**A block of data:**
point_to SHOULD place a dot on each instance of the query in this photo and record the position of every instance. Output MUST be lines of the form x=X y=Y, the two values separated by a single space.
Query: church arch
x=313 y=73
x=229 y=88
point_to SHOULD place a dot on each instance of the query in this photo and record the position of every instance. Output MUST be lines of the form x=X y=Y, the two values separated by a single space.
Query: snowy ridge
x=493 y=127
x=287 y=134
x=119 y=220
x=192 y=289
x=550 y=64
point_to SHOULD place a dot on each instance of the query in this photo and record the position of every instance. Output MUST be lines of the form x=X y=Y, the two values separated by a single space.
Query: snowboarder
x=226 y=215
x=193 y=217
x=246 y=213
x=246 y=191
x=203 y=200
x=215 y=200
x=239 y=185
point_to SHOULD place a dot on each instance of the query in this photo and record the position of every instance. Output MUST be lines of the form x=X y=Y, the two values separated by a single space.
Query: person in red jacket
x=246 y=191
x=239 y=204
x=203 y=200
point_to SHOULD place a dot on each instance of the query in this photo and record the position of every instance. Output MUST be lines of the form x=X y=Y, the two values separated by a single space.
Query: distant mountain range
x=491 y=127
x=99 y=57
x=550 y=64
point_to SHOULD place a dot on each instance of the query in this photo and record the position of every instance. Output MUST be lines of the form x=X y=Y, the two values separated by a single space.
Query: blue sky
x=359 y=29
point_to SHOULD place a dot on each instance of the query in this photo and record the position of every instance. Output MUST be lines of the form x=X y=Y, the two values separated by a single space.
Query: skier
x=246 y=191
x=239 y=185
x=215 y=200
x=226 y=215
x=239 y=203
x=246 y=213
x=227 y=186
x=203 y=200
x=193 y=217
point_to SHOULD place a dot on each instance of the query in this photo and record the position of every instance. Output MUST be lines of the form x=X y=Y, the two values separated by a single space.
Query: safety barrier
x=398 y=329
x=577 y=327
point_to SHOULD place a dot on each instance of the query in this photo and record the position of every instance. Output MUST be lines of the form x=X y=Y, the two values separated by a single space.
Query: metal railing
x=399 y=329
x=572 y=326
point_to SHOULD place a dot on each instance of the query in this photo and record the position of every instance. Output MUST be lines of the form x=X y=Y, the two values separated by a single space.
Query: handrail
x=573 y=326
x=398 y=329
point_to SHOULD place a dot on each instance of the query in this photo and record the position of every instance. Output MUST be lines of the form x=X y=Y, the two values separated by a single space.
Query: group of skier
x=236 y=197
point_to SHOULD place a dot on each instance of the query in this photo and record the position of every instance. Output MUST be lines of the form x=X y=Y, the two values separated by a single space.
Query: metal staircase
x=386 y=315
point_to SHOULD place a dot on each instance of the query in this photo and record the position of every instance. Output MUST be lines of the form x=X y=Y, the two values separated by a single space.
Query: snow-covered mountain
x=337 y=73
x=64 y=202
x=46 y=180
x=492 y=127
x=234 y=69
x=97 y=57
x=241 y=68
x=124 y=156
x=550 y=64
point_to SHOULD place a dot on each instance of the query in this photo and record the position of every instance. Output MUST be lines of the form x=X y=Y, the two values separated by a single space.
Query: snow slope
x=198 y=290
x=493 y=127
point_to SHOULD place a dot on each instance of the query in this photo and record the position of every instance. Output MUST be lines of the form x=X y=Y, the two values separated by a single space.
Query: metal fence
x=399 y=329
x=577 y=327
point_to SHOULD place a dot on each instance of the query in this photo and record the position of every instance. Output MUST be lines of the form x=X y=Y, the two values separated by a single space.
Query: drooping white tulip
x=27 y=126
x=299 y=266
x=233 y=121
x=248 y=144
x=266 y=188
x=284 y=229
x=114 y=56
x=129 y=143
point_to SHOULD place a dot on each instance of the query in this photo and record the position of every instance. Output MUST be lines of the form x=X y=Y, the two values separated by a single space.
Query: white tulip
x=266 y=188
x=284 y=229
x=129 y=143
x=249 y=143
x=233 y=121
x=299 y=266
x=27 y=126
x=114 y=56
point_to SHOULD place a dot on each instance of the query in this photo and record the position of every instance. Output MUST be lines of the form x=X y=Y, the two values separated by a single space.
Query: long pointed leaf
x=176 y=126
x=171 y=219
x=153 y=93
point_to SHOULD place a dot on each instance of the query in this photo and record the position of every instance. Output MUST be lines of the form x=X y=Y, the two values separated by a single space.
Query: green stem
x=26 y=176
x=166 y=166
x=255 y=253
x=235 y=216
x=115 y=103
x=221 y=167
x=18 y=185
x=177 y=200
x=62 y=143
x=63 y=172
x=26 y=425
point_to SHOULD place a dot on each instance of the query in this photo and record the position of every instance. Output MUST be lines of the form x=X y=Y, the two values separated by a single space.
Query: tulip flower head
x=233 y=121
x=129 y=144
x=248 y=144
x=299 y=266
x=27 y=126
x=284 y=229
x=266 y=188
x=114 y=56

**Problem to work on:**
Retype all of the material above with every character intact.

**Full answer:**
point_to SHOULD place a dot on each instance of the query in this photo and record the position of every instance. Output MUST be lines of the form x=X y=Y, the two values separated by a single space.
Query: church arch
x=313 y=73
x=229 y=88
point_to SHOULD place a dot on each instance of the query in this photo and record the position of every instance. Output MUST be lines of the form x=X y=Y, the two values separated by a single space.
Query: snowy ridge
x=493 y=127
x=287 y=134
x=119 y=220
x=192 y=289
x=550 y=64
point_to SHOULD place a dot on each instance of the query in this photo and record the position of every instance. Output MUST be lines of the form x=X y=Y, the two values separated by a single space.
Query: snowboarder
x=226 y=215
x=193 y=217
x=246 y=213
x=246 y=191
x=203 y=200
x=215 y=200
x=239 y=185
point_to SHOULD place a dot on each instance of the query in this photo and record the position of every instance. Output MUST be lines of the form x=X y=Y, the two values separated by a single space.
Query: person in red jacket
x=246 y=191
x=239 y=204
x=203 y=200
point_to SHOULD place a dot on each instance of the query in this photo and record the position of every instance. Output MUST be lines of the form x=X y=Y, the two values separated by a single space.
Query: distant mountain range
x=491 y=127
x=99 y=57
x=550 y=64
point_to SHOULD place a dot on each instance of the query in this photo and record the position of every instance. Output MUST be lines of the form x=X y=Y, the two values separated by a single space.
Query: blue sky
x=359 y=29
point_to SHOULD place a dot on each instance of the query in this photo and record the position of every instance. Output MUST be lines of the form x=X y=Y, the two values separated by a single space.
Query: skier
x=246 y=191
x=239 y=185
x=215 y=200
x=226 y=215
x=239 y=203
x=246 y=213
x=227 y=186
x=203 y=200
x=193 y=217
point_to SHOULD place a dot on each instance of the query in this photo and record the position of every instance. Output MUST be lines of the form x=X y=Y, the two values separated by a single space.
Query: safety barrier
x=398 y=329
x=577 y=327
point_to SHOULD place a dot on each instance of the query in this photo and record the position of every instance. Output MUST be lines of the form x=X y=Y, the two values separated by a single space.
Query: metal railing
x=399 y=329
x=572 y=326
point_to SHOULD place a dot on each instance of the query in this photo and record the position of every instance. Output MUST be lines of the form x=X y=Y, the two values separated by a single space.
Query: handrail
x=573 y=326
x=398 y=329
point_to SHOULD place a dot on each instance of the query in this photo and record the position of every instance. Output MUST be lines of the form x=X y=Y, the two values separated by a single space.
Query: group of skier
x=236 y=197
point_to SHOULD place a dot on each instance of the query in this photo and record the position of every instance. Output MUST be lines of the form x=X y=Y, the two values separated by a single space.
Query: metal staircase
x=386 y=315
point_to SHOULD place a dot on each instance of the query in this photo and record the position of every instance. Output MUST be lines of the form x=X y=Y, the two values separated by a single space.
Query: snow-covered mountain
x=337 y=73
x=64 y=202
x=46 y=180
x=492 y=127
x=234 y=69
x=97 y=57
x=241 y=68
x=124 y=156
x=550 y=64
point_to SHOULD place a dot on each instance of the query in this photo and record the position of every instance. Output MUST be lines of the form x=X y=Y, the two values separated by a single space.
Query: snow slope
x=198 y=290
x=493 y=127
point_to SHOULD place a dot on each instance of the query in this photo and record the position of every instance. Output MUST be lines of the form x=X y=Y, the two values separated by a single space.
Query: metal fence
x=399 y=329
x=577 y=327
point_to SHOULD place a dot on each instance of the query in this photo and record the position of every instance. Output MUST be lines of the form x=X y=Y, the two values separated by a single space.
Query: drooping white tulip
x=27 y=126
x=299 y=266
x=233 y=121
x=248 y=144
x=266 y=188
x=284 y=229
x=114 y=56
x=129 y=143
point_to SHOULD place a dot on each instance of the query in this photo and record the position of every instance. Output MUST be lines of the form x=X y=Y, the two values separated by a single space.
Query: white tulip
x=266 y=188
x=284 y=229
x=129 y=143
x=249 y=143
x=233 y=121
x=299 y=266
x=27 y=126
x=114 y=56
point_to SHOULD place a dot on each instance of the query in this photo and record the position of every instance. Output MUST be lines of the form x=X y=Y, the two values separated by a single space.
Query: long pointed leaf
x=176 y=126
x=171 y=219
x=153 y=93
point_to SHOULD place a dot on each instance of the query in this photo and record the position of every instance. Output MUST be lines of the form x=X y=Y, the two values separated by a single space.
Query: green stem
x=26 y=176
x=166 y=166
x=255 y=253
x=235 y=216
x=115 y=103
x=221 y=167
x=18 y=185
x=177 y=200
x=62 y=143
x=63 y=172
x=26 y=425
point_to SHOULD place a dot on each instance of the query in this photo and record the position of every instance. Output MUST be lines of the form x=X y=Y, the two values separated by a single space.
Query: tulip flower head
x=233 y=121
x=129 y=144
x=248 y=144
x=299 y=266
x=27 y=126
x=284 y=229
x=266 y=188
x=114 y=56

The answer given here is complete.